GIVEN PASSAGE:
- - - - -
There are other advantages to packet switching beyond resilience. It is very easy to connect to an ARPANET-style network. Part of this is due to the layered architecture. For example, if a network based on a different transmission technology wants to join the Internet, they develop a replacement layer that will communicate with the corresponding layer in the ARPANET network stack and they are ready to go without re-engineering their entire implementation. When a new node joins the Internet, other nodes do not need to know anything about the newcomer except that its top layer is compatible. The newcomer only needs to be assigned an address. The switching nodes use the structure of the address to begin to direct packets to the newcomer.

The layered architecture facilitates ease in entry by not mixing lower level concerns and application code. Application changes do not require changes deep in the stack that would prevent connections with nodes without the lower level changes. This explains the rich array of applications that communicate over the Internet with nodes that are unaware of the internals of the application.
- - - - -
Excerpt from a dataset:
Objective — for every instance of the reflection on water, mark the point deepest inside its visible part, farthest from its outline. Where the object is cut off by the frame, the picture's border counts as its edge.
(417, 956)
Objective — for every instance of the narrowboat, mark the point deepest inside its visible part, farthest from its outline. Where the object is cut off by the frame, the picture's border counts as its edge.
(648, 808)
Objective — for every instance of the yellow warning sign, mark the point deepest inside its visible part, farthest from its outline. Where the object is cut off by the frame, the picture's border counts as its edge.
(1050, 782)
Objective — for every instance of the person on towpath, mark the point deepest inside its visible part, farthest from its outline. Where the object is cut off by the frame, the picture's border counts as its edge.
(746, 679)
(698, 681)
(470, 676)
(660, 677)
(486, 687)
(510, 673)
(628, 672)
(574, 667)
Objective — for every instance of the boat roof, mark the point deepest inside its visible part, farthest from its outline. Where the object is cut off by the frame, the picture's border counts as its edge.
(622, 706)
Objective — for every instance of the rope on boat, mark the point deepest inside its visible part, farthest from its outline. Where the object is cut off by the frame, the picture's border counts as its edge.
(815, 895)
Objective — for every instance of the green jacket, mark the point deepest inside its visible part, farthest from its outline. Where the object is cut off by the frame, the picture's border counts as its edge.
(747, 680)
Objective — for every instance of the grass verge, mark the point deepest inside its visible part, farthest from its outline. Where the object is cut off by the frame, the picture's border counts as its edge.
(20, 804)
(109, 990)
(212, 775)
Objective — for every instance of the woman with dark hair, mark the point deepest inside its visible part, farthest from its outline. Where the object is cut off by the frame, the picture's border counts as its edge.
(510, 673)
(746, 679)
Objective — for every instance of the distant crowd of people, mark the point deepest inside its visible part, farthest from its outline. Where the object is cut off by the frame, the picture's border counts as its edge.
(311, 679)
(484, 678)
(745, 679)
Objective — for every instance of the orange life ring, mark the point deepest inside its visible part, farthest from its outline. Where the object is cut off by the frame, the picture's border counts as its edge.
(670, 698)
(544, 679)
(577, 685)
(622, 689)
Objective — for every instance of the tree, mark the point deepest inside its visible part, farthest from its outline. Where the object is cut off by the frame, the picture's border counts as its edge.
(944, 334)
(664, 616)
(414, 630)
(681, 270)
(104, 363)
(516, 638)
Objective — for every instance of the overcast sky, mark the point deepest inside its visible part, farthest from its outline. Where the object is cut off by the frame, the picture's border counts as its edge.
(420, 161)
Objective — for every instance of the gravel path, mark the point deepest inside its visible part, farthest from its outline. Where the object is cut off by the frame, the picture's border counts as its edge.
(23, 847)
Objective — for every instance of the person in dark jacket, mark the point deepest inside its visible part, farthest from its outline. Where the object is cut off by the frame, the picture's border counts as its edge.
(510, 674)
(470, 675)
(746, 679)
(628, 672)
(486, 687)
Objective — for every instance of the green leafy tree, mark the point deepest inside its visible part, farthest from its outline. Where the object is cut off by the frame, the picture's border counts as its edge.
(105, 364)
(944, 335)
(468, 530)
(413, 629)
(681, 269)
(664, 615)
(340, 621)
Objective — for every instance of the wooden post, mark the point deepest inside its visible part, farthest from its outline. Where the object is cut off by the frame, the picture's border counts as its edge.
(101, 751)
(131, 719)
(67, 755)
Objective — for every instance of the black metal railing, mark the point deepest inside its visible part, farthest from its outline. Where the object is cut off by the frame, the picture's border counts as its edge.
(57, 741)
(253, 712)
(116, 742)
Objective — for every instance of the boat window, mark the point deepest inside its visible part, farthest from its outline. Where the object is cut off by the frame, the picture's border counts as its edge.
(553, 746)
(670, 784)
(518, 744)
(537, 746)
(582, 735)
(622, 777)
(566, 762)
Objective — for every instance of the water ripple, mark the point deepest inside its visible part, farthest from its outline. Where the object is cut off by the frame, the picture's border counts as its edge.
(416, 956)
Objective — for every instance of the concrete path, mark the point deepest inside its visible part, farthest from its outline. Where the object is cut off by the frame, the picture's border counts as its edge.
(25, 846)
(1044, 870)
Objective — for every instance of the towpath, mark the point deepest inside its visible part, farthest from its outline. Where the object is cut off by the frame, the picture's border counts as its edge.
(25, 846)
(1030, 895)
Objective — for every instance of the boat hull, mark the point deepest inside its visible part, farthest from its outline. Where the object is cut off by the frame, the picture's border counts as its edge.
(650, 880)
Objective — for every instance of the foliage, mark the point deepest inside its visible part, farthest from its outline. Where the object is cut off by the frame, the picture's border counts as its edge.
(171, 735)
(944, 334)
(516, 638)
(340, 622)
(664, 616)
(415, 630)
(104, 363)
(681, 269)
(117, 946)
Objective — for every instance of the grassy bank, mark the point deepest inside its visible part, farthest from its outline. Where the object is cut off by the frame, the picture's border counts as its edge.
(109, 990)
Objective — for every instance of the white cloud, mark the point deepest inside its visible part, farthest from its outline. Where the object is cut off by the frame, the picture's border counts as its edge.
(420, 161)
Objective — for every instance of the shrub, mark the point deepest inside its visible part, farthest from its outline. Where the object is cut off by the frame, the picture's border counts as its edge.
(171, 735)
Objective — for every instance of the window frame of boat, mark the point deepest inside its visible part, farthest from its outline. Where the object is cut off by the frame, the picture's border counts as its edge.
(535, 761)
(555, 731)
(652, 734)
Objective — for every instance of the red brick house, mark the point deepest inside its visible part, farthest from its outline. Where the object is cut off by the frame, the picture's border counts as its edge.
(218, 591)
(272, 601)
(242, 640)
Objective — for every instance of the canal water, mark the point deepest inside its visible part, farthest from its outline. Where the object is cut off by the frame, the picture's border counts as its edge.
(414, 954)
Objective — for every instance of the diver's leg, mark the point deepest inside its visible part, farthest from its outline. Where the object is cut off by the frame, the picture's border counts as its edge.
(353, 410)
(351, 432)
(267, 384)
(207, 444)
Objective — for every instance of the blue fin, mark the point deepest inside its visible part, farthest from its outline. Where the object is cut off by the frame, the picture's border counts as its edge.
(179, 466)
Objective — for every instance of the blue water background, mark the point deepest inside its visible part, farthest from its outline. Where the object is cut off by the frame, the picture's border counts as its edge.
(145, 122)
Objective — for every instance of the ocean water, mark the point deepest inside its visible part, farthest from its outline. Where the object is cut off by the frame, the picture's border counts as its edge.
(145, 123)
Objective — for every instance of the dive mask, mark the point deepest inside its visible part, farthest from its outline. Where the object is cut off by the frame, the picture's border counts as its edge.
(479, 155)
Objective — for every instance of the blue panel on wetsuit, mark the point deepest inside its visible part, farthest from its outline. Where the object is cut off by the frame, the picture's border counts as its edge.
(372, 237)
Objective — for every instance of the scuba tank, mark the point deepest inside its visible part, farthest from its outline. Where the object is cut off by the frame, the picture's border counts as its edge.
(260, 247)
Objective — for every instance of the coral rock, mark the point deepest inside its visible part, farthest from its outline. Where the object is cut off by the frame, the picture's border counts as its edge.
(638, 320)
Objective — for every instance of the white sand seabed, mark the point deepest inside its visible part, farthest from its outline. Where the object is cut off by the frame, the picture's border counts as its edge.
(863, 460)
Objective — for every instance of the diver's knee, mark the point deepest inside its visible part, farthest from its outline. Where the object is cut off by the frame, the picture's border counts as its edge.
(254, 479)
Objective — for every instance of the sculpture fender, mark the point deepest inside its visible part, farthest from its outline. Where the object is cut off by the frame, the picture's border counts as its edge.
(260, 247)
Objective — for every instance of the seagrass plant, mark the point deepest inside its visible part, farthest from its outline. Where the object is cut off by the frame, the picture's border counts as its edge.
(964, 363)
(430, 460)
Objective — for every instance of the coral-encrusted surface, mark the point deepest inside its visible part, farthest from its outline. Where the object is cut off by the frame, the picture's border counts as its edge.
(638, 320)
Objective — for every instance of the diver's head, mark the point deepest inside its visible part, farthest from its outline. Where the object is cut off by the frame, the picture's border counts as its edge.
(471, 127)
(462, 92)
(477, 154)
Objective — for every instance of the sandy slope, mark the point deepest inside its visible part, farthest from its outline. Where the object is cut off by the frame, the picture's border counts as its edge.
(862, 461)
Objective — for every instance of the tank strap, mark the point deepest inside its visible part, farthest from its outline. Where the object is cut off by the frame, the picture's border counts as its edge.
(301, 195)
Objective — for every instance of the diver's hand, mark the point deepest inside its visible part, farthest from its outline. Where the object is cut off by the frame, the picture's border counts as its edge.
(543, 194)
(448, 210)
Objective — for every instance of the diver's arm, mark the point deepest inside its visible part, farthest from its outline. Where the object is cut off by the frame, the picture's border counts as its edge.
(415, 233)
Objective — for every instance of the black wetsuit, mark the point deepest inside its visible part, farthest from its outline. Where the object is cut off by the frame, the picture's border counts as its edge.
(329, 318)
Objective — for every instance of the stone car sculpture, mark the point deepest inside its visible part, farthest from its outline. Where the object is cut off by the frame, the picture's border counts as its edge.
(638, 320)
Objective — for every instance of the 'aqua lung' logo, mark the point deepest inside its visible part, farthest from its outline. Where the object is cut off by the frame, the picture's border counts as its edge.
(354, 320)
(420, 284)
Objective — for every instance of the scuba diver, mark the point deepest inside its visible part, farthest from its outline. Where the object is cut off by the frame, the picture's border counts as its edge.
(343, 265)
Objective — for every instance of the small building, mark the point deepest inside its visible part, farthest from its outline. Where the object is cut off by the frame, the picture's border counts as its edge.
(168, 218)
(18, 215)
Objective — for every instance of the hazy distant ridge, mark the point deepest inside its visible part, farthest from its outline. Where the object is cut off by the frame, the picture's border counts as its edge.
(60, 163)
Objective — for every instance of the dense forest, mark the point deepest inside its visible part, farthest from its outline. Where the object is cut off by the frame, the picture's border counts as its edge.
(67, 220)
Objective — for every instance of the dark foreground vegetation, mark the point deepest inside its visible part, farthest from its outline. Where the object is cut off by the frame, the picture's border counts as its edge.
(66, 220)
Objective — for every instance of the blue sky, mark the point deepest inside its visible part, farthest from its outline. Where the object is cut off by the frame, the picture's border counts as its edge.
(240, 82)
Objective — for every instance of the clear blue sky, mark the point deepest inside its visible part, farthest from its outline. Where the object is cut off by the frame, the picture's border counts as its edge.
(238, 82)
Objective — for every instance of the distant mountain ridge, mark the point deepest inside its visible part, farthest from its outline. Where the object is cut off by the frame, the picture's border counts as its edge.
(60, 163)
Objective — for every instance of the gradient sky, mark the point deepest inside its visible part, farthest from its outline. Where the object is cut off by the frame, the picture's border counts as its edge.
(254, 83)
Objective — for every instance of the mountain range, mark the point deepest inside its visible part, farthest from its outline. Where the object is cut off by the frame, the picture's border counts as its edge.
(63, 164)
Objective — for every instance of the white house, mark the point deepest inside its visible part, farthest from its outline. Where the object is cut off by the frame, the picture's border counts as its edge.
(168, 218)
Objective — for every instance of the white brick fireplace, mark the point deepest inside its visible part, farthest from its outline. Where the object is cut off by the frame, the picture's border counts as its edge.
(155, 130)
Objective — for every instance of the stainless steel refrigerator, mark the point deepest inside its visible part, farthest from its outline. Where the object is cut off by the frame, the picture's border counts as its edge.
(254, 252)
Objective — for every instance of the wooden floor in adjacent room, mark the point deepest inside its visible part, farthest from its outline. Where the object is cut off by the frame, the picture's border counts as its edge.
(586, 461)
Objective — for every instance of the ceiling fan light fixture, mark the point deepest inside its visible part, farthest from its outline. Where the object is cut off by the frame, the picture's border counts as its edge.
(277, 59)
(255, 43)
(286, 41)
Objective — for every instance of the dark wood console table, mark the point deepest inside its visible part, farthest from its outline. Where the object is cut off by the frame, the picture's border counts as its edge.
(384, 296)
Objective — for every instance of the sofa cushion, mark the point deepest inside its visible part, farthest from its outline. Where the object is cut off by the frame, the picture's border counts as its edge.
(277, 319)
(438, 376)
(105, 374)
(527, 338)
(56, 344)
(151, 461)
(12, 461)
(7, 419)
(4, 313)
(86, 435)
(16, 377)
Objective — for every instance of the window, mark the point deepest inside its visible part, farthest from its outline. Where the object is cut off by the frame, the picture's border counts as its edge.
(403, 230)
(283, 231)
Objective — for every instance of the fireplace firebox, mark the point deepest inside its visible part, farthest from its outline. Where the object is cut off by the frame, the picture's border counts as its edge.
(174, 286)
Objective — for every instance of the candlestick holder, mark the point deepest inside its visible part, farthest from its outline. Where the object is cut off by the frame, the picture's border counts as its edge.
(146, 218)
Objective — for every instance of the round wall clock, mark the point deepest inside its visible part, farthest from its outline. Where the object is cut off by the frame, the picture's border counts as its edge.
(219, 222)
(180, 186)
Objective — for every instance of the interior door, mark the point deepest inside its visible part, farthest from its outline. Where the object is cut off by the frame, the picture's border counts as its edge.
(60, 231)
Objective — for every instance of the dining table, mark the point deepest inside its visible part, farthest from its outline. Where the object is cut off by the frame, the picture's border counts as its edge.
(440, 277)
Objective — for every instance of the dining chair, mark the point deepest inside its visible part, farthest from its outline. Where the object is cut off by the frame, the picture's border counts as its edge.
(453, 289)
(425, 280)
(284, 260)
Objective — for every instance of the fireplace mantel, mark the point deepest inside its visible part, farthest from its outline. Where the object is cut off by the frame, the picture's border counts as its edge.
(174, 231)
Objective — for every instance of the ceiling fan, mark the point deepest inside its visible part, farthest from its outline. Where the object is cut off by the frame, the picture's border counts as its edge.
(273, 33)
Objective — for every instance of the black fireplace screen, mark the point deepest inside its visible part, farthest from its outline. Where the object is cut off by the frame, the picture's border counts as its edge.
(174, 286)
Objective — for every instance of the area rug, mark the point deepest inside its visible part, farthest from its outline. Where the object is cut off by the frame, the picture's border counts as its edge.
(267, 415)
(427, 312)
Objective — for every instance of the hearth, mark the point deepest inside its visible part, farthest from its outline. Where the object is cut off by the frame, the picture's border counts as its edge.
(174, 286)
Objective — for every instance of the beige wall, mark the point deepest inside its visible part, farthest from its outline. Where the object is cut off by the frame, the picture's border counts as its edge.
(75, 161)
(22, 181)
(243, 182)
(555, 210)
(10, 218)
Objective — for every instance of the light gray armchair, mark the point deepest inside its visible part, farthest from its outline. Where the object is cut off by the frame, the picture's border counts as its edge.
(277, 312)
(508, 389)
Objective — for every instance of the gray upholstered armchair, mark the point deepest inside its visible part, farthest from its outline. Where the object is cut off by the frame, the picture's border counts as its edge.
- - - - -
TASK INSTRUCTIONS: In the passage on packet switching, list each distinct two-word phrase that ends in the word "layer". This data comes from a separate source.

COMPLETED EXERCISE: replacement layer, corresponding layer, top layer